Brano da leggere:
'''
Era un appassionato dello Sport e
della Marcia in particolare, la sua sfortuna è stata l’aver fatto parte della
schiera di atleti che hanno visto sfumare gli anni migliori durante la guerra
riuscì a vincere, nonostante ciò, un campionato italiano dei 50 Km nel
1941, e ad indossare la Maglia Azzurra dopo la guerra, pur avendo subito una
grave ferita durante un bombardamento che gli causò non pochi guai durante le
gare e cosa che gli impedì di diventare un marciatore di fama internazionale.
Nel 1950 tornato a Genova da
Milano dove aveva risieduto per 20 anni, inizio la sua carriera di allenatore,
ed ebbe modo di trasmettere in noi suoi allievi, il suo
smisurato entusiasmo. Quando metteva gli occhi su un ragazzo non sbagliava ma,
noi lo chiamammo “il Mago” per questa sua dote di riconoscere subito i talenti
e per la sua capacità di far camminare anche i…. Morti.
Quando vide me, quel febbraio del
’52, che pur ero arrivato secondo su due partecipanti nei 5 Km, abbondantemente
doppiato da un principiante come me, non da lui, ma da me venne e mi disse: “ci
vediamo martedì, e vedrai che quello lì non lo vediamo già la prossima gara.”
'''
Estratto dal dataset:
'''
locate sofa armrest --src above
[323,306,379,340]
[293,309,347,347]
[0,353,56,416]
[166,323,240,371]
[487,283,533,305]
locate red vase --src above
'''
Prosegui il brano sull'allenatore di marcia soprannominato “il Mago” partendo subito dopo l'ultima frase riportata. I record non hanno alcun legame con il brano.

Risposta:
Anche se a quei tempi non avevo
ambizioni di battere chicchessia, (era la prima volta che marciavo) era sempre
molto gratificante sentire, uno che ti parlava in un modo come se tutto ciò che
diceva fosse scritto in un libro, e da quel giorno fu sempre così. “Il Mago”
prevedeva tutto, ma era un mago onesto non un ciarlatano, non aveva fretta di
vedere i risultati, anzi era lui che frenava la nostra esuberanza, e i suoi
obiettivi erano sempre a lunga scadenza, mirava alla stabilizzazione dei
risultati non ad un exploit immediato, ed aveva un grande rispetto per la
personalità di ciascuno dei suoi allievi. Era un patito dello stile, “arrivare
indietro, ma marciare bene” era il suo motto, e su questo motto fondò la sua Scuola
di Marcia, che in 3-4- anni diede 3 Azzurri alla Nazionale, e la sua fu
veramente una scuola, una Scuola senza mezzi e risorse di alcun genere, con
difficoltà per gli allenamenti, in quanto l’unica pista di Genova era
privata e ricordo ancora le umiliazioni e le conseguenti frustrazioni che
dovevamo subire pur di poterci
allenare. Ma la volontà e l’entusiasmo ci fecero superare ogni difficoltà.
Lo sport in quel periodo è stato
in quel periodo è stato per noi una scuola di vita e ci ha legato in un modo
tale che avevamo costituito una nuova famiglia dove Malaspina era il padre e
Cignoli, De Gaetano ed io eravamo fratelli. Ed ancora oggi ci sentiamo così,
perché i risultati sono venuti, e sono passati, ma questo legame è rimasto
intatto.
Non voglio scivolare nel
patetico, ma ho voluto evidenziare come Malaspina per l’atletica è stato un
uomo che aveva quelle doti innate di allenatore che non si acquistano, né con
la scienza, né con l’esperienza, che viceversa si possono acquisire, ma che non
fanno da sole veramente grande un allenatore. E’ lui è stato un grande
allenatore. Con lui abbiamo vissuto una vita intensa, fatta di stima reciproca,
in un’interazione perfetta dove tutti i canali della comunicazione erano
aperti.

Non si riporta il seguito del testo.